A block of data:
--------------------------------

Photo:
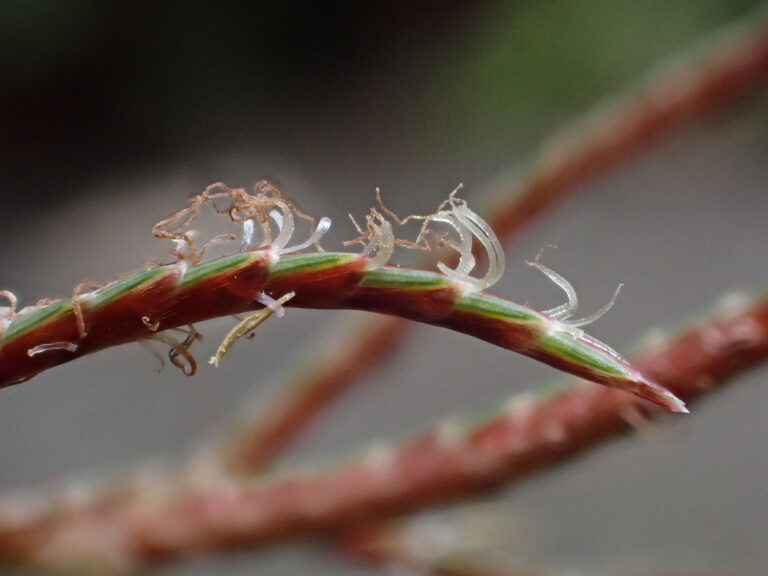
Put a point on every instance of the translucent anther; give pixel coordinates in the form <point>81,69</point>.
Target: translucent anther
<point>271,303</point>
<point>463,247</point>
<point>597,315</point>
<point>248,228</point>
<point>383,241</point>
<point>277,217</point>
<point>485,235</point>
<point>320,230</point>
<point>564,310</point>
<point>52,346</point>
<point>284,220</point>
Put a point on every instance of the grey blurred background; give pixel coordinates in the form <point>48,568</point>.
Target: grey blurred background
<point>114,113</point>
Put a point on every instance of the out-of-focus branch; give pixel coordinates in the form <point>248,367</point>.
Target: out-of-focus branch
<point>454,461</point>
<point>725,67</point>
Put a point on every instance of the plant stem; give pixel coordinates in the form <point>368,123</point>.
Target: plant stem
<point>453,461</point>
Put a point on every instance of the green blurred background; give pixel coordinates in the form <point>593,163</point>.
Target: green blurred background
<point>114,113</point>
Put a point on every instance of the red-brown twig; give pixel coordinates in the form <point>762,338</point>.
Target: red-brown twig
<point>730,65</point>
<point>449,463</point>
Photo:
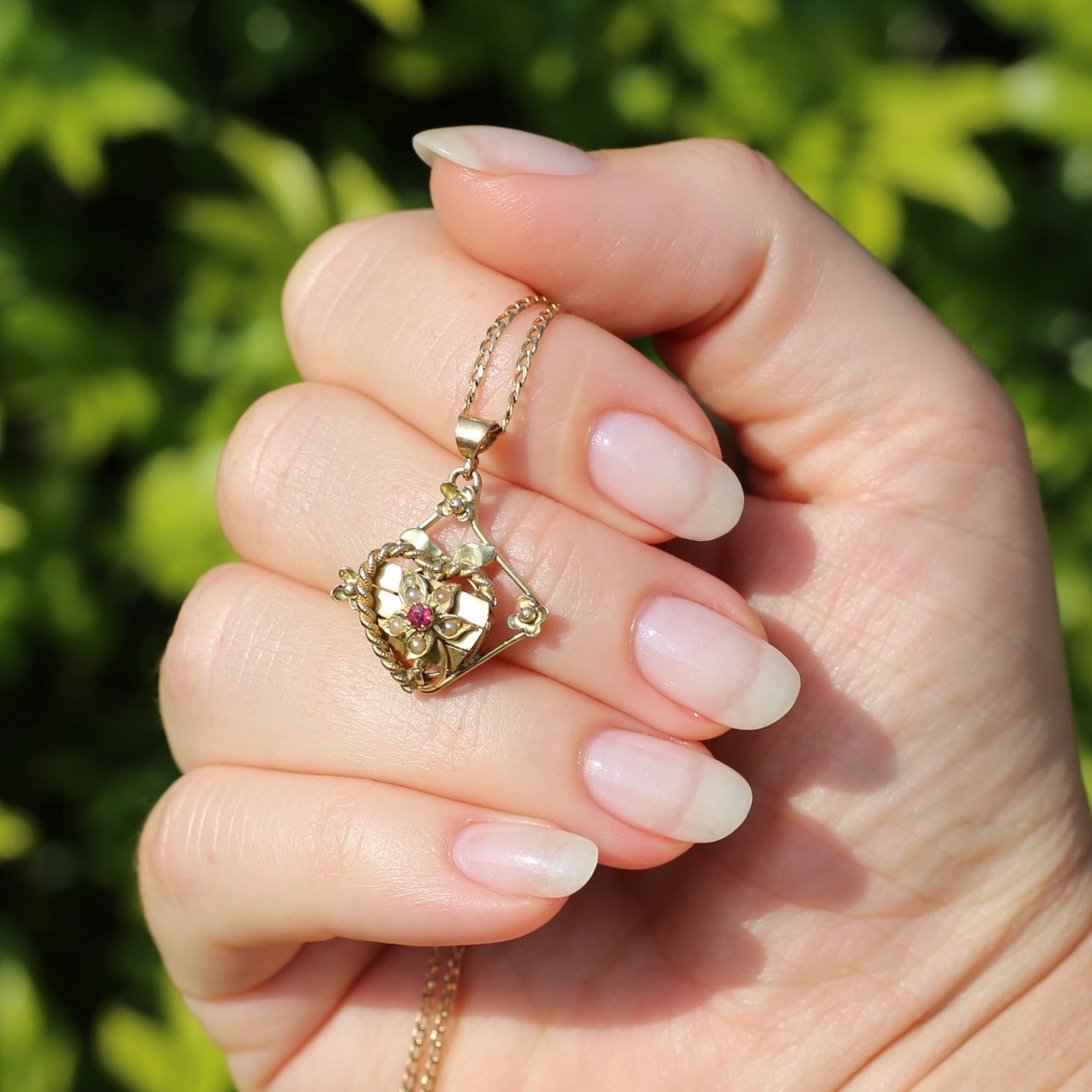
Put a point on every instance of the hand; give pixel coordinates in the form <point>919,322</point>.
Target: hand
<point>909,902</point>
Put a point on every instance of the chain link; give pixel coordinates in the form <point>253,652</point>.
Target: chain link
<point>445,964</point>
<point>526,351</point>
<point>430,1028</point>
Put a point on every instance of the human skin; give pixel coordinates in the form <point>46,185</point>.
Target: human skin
<point>909,902</point>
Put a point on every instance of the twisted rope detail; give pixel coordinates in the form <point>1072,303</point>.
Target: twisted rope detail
<point>363,598</point>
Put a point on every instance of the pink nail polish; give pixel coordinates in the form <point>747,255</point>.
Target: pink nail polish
<point>664,786</point>
<point>525,859</point>
<point>651,471</point>
<point>501,151</point>
<point>712,665</point>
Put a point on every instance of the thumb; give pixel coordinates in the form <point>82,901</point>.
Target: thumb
<point>837,381</point>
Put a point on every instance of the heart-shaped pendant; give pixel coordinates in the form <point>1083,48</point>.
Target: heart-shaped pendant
<point>426,613</point>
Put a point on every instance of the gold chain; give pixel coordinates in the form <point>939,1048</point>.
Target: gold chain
<point>445,965</point>
<point>430,1028</point>
<point>526,351</point>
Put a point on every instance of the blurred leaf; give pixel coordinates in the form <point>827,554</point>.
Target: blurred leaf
<point>70,103</point>
<point>402,18</point>
<point>920,141</point>
<point>13,527</point>
<point>282,174</point>
<point>357,190</point>
<point>171,522</point>
<point>16,836</point>
<point>1051,98</point>
<point>172,1055</point>
<point>34,1057</point>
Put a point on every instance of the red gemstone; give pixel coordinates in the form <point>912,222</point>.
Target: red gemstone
<point>419,616</point>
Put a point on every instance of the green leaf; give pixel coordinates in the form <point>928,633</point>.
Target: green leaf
<point>1052,98</point>
<point>171,520</point>
<point>399,18</point>
<point>171,1055</point>
<point>282,174</point>
<point>34,1056</point>
<point>18,834</point>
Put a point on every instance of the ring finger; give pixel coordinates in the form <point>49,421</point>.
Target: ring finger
<point>303,491</point>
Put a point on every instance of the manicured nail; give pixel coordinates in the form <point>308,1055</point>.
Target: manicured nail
<point>664,786</point>
<point>712,665</point>
<point>525,859</point>
<point>654,473</point>
<point>502,151</point>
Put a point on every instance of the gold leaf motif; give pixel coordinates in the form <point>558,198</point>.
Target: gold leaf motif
<point>417,537</point>
<point>477,554</point>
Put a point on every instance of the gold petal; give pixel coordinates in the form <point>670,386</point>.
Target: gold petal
<point>426,634</point>
<point>439,607</point>
<point>459,632</point>
<point>399,621</point>
<point>411,579</point>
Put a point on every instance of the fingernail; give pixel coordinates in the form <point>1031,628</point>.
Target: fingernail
<point>525,859</point>
<point>654,473</point>
<point>502,151</point>
<point>664,786</point>
<point>712,665</point>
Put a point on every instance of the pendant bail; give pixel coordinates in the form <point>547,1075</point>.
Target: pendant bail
<point>473,435</point>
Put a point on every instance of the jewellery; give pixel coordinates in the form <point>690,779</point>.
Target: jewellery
<point>427,613</point>
<point>437,1001</point>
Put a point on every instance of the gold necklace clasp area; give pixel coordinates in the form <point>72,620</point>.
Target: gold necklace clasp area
<point>427,614</point>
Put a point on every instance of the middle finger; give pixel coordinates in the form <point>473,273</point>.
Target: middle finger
<point>303,493</point>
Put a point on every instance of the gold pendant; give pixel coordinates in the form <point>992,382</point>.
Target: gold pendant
<point>429,614</point>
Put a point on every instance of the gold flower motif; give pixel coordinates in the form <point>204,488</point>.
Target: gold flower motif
<point>427,624</point>
<point>457,502</point>
<point>530,615</point>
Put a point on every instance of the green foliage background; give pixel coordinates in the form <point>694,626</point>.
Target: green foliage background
<point>163,163</point>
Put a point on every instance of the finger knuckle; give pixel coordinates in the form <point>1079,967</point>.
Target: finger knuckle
<point>200,650</point>
<point>182,836</point>
<point>543,541</point>
<point>261,466</point>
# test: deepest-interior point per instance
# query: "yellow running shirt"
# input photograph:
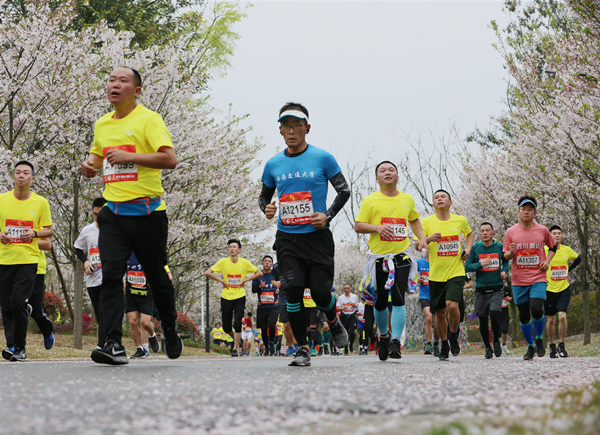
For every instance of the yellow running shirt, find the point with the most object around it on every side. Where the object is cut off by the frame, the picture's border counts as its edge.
(558, 272)
(444, 256)
(397, 211)
(234, 274)
(142, 131)
(17, 216)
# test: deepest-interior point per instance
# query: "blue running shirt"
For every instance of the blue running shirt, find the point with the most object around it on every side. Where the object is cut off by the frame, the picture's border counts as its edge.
(301, 183)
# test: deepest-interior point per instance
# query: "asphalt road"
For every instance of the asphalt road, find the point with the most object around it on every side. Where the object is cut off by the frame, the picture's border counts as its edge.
(260, 395)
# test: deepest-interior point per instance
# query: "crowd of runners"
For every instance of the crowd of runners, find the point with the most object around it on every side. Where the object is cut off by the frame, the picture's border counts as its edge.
(123, 252)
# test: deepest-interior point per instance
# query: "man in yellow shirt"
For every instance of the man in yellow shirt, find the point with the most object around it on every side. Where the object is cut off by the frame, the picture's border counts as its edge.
(24, 218)
(386, 216)
(446, 270)
(558, 293)
(234, 270)
(131, 145)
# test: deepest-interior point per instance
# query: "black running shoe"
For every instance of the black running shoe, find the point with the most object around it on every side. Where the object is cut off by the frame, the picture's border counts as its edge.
(553, 352)
(19, 355)
(302, 358)
(530, 353)
(339, 335)
(173, 343)
(497, 349)
(154, 343)
(445, 351)
(454, 347)
(489, 353)
(562, 352)
(539, 347)
(113, 353)
(384, 347)
(395, 349)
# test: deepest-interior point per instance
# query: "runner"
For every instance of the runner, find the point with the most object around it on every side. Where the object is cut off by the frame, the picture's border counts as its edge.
(138, 306)
(86, 248)
(526, 241)
(490, 265)
(446, 271)
(132, 144)
(24, 217)
(386, 215)
(558, 294)
(248, 326)
(505, 316)
(304, 243)
(233, 297)
(347, 305)
(268, 303)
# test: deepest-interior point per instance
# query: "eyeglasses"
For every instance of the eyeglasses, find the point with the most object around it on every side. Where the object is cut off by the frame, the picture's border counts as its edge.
(294, 127)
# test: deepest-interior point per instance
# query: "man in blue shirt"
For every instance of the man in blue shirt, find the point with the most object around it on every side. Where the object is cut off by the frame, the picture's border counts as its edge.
(304, 242)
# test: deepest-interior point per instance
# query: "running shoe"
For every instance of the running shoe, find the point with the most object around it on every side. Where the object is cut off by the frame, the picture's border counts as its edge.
(339, 335)
(154, 343)
(139, 353)
(553, 352)
(384, 347)
(302, 358)
(454, 347)
(539, 347)
(7, 353)
(497, 349)
(113, 353)
(530, 353)
(395, 349)
(19, 355)
(49, 341)
(445, 351)
(173, 343)
(562, 352)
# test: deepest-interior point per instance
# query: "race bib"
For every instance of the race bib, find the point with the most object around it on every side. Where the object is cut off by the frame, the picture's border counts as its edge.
(448, 246)
(528, 259)
(136, 279)
(494, 265)
(95, 258)
(398, 226)
(15, 227)
(234, 281)
(267, 298)
(296, 208)
(120, 172)
(558, 273)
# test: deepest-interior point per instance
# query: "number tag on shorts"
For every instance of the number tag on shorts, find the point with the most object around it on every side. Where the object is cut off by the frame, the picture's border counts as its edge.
(493, 266)
(234, 281)
(120, 172)
(136, 279)
(398, 226)
(558, 273)
(14, 228)
(448, 246)
(528, 259)
(267, 298)
(296, 208)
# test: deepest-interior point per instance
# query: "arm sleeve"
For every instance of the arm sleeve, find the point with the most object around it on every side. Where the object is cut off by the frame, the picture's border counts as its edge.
(80, 255)
(338, 181)
(266, 194)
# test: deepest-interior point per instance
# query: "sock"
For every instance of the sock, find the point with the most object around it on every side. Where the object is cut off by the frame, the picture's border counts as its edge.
(527, 329)
(381, 318)
(398, 321)
(538, 324)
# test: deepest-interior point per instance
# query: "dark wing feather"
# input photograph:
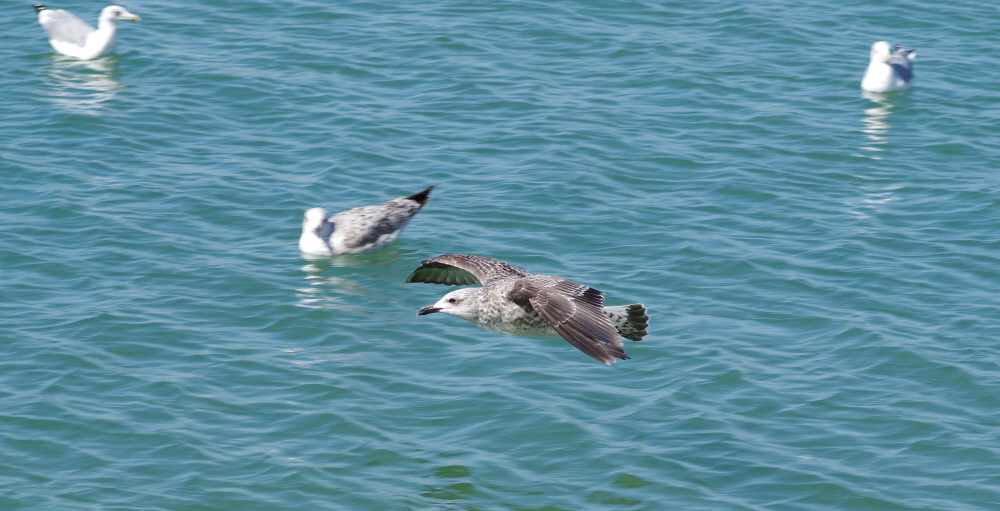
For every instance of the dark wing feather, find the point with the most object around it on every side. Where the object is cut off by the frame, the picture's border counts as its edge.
(462, 270)
(576, 312)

--------------------------------

• STATED PROBLEM:
Rewrite the records from the start through the line containing "<point>725,67</point>", requests included, shifting each answer's point coordinates by adding 32 to every number. Leave the pictures out.

• RESPONSE:
Photo:
Put a point on every instance of the translucent anther; give pixel coordinates in the form <point>81,69</point>.
Target: translucent anther
<point>303,335</point>
<point>495,279</point>
<point>629,347</point>
<point>280,260</point>
<point>415,273</point>
<point>309,249</point>
<point>517,267</point>
<point>352,262</point>
<point>596,342</point>
<point>84,378</point>
<point>316,252</point>
Put a point on every instance of the grey blurred background; give pixel coordinates in the form <point>48,568</point>.
Target: grey blurred background
<point>146,145</point>
Put a point on every instance of the out-of-focus branch; give pixel coordinates in the form <point>248,367</point>.
Target: out-of-focus branch
<point>486,493</point>
<point>757,99</point>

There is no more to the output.